** begin EXERCISE INPUTS **
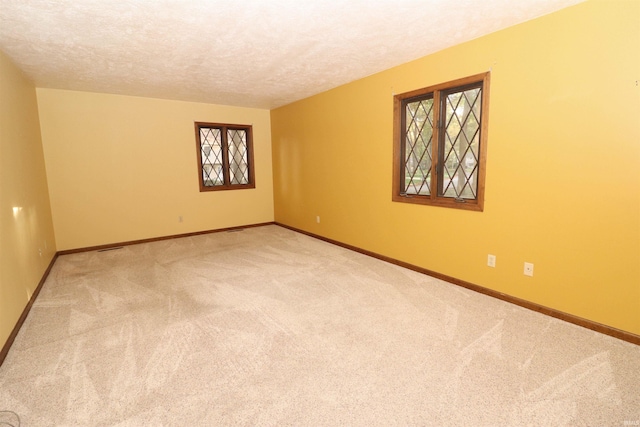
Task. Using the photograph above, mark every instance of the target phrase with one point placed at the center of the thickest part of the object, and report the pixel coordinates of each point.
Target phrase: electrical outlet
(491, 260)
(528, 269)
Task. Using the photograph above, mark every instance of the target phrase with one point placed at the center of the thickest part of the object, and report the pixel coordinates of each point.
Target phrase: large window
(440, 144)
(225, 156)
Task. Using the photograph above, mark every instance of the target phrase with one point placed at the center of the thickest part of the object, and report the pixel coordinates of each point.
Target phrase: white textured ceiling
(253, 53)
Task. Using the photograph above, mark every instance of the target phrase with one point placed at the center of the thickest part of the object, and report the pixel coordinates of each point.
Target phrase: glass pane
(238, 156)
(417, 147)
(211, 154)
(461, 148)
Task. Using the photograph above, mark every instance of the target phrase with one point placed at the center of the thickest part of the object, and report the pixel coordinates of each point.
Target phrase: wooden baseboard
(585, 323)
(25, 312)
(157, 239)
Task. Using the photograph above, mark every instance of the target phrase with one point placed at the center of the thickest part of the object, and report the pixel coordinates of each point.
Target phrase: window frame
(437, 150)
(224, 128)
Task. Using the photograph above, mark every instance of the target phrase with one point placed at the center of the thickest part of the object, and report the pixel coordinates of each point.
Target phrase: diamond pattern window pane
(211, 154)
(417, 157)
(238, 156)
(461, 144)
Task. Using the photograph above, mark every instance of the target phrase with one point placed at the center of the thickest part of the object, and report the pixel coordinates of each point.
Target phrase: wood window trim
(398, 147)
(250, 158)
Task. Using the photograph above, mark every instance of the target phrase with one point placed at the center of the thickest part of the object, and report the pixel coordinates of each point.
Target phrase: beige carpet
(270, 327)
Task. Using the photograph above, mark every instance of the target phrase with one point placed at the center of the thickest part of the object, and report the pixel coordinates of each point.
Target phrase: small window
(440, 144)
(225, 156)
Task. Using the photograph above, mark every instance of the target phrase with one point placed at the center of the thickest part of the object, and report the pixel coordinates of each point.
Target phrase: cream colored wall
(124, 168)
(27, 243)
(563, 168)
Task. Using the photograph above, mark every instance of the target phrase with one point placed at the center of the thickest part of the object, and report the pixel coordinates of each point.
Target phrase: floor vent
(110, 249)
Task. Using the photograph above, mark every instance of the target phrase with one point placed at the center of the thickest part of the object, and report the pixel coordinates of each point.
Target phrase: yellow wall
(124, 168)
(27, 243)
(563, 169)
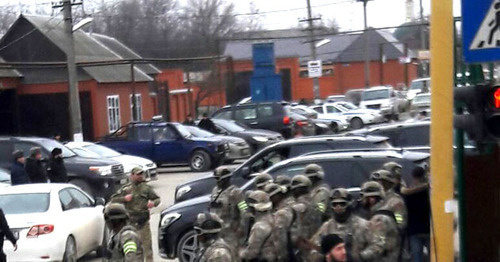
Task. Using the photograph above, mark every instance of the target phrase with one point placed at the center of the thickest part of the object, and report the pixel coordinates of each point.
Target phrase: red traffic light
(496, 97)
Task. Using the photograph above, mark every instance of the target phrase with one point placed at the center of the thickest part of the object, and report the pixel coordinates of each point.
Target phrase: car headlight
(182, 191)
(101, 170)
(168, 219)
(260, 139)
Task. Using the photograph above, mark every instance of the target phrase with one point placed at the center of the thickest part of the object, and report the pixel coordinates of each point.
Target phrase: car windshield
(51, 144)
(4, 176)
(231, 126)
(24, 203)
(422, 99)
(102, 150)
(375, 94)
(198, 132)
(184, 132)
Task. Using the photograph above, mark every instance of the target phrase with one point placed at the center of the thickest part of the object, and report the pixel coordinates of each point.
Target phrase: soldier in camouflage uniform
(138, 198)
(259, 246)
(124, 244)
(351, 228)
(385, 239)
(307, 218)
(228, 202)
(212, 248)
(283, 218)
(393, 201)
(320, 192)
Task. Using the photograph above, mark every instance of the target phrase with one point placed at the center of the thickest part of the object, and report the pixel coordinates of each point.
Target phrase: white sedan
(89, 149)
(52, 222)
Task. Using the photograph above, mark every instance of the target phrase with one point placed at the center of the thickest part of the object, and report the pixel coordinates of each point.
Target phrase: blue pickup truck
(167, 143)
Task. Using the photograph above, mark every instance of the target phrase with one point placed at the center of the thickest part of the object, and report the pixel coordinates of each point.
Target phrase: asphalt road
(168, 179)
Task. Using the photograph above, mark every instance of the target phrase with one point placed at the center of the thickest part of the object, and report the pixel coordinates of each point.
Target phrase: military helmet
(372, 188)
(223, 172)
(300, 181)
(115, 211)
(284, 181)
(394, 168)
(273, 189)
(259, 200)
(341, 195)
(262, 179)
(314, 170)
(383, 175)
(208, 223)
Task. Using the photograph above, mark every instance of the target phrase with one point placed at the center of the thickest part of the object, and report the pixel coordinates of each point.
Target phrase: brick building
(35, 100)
** end EXERCISE INPUTS **
### [BRIEF]
Quote the preceding records in their entirety, excluding every picture.

### [FULL OUTPUT]
Task. Using the photograph above, mark every instance of the target phrase with one point placed at the center of the thickest part of the object, and report the pixel coordinates of each point.
Target phrase: electrical outlet
(491, 260)
(528, 269)
Task. Using the photograph above, mark every instance of the target phrase with one point placed at the center of the thickest part of the object, and report the pixel coordinates of each point.
Target phrase: large window
(440, 144)
(225, 156)
Task. Using the photograph above, mark every instance of the target phrase with one point placed at the center of the thickest part of the object, and report the pixel coordinates of each point.
Target phrase: white textured ceiling
(253, 53)
Task. Using the photograph above, mark every instance of the target phrase with one point placed at the center of the thickest part of the object, and report the pixel coordinates of each point.
Target phrase: glass pane
(238, 156)
(417, 147)
(211, 154)
(461, 148)
Task. Using the photograph above, mark every instance of the target phrase with one point placed at the center of the thickest part of the object, and report the pixel coordinates of each point.
Target phrase: wooden baseboard
(585, 323)
(25, 312)
(157, 239)
Task. Using the photograph above, mark every instance of the target phrase with one point placed at the center of the thickest part of the object, and report the pixel coordinates of each point.
Target phrase: window frame
(437, 150)
(224, 128)
Task. Using the photograph above, mark every instance of the target phrase with one point placed at the center of the thickest part of the object, and report the pixel coordinates of each point.
Target phrase: diamond pattern window pane
(211, 154)
(417, 157)
(238, 156)
(461, 144)
Task. Using the photograph above, mark every instance of the target phrase with one point placed at the center of the thickest part of the object, and report the pixel coordinates of each point.
Target phrase: wood window trim
(398, 147)
(250, 158)
Task. Using the photograph above, mark every instance of the target phrase with one point placed at the center of the thickest part of the object, and report the pixel coordinates of each point.
Target phrase: beige carpet
(270, 327)
Task. Using the photograph above, mark every instance of the target phrase with one point placed at the center of the thickest part of the object, and report the pixel coordinates of each point.
Target phrase: small window
(440, 144)
(225, 156)
Task. Using the photograph above, mark every instance of the target phrase with one point placed at the center of the thickest part of the object, and report the pixel coordinates of each point.
Target phrase: cream colored wall
(124, 168)
(27, 243)
(563, 168)
Task. Using the photograph above, mark every instance of the target phrase with one point placed at the center of the thickest part of the object, and report the pixel coordinates of each point.
Target phrase: floor vent
(110, 249)
Task. Using the photograph above, mark every instance of the target phrase with one point placed at the center of the thickest part of the object, and report the pixel coordinates of each point.
Target phrase: yellow wall
(124, 168)
(27, 243)
(563, 169)
Task. Using the photograph above, mark every instance of the target phrase with one point placed at the center of the thickest part of the object, and report the pixel coordinates of each point.
Target phrase: red traffic light
(496, 97)
Task. Using the photograph above, mark every instance of the target phrase with one point placed at the center of the thickest part of the object, and report the pixel coordinates of each point.
Target phrase: car headlight
(182, 191)
(101, 170)
(168, 219)
(260, 139)
Task. Using the photograph above, mark every instance of the target phrase with one point placed at the center of the thickest part of the object, and report the pixel coordinates of each point.
Target phrase: car windshield
(51, 144)
(4, 176)
(231, 126)
(24, 203)
(422, 99)
(102, 150)
(375, 94)
(198, 132)
(184, 132)
Task. Using the photograph above, mark every instance of the target phrase with one point placed at the center of the thickest part of the object, and report the pixel coordinates of each point.
Target phrase: soldier in camouflage uniform
(138, 198)
(259, 246)
(124, 244)
(351, 228)
(385, 239)
(307, 218)
(228, 202)
(212, 248)
(283, 218)
(393, 201)
(320, 192)
Task. Using the photograph above, mark every instance of the target phrase with one point placed at the center of the thickest part of the object, and report the pixel coordinates of each point.
Target phrase: white sedan
(89, 149)
(52, 222)
Task. Using the photograph above, mark every instance of the target phrase with one point placed at the center of the thickest part of the object, and report the pixel coordinates of each point.
Target phrase: blue pickup truck
(167, 143)
Task. Using the photograph above, mark every instance of the target phrase with one point placed at the center of the thickest part of the object, and report the pixel coordinates of each point.
Target phrase: asphalt road
(168, 179)
Task. Using the photograph above, mark every instance of the target phrase with one point placed at the center of the thickest part of the object, and report the pixel coordinates of each point.
Target phrase: military helmet
(372, 188)
(223, 172)
(300, 181)
(115, 211)
(284, 181)
(394, 168)
(273, 189)
(259, 200)
(341, 195)
(262, 179)
(314, 170)
(383, 175)
(208, 223)
Task. Using the photograph above, mark every instance of the target phrase with one point placed at the center of the thickest part of the object, and report the pixel coordinates of each point.
Target phrase: brick building
(35, 100)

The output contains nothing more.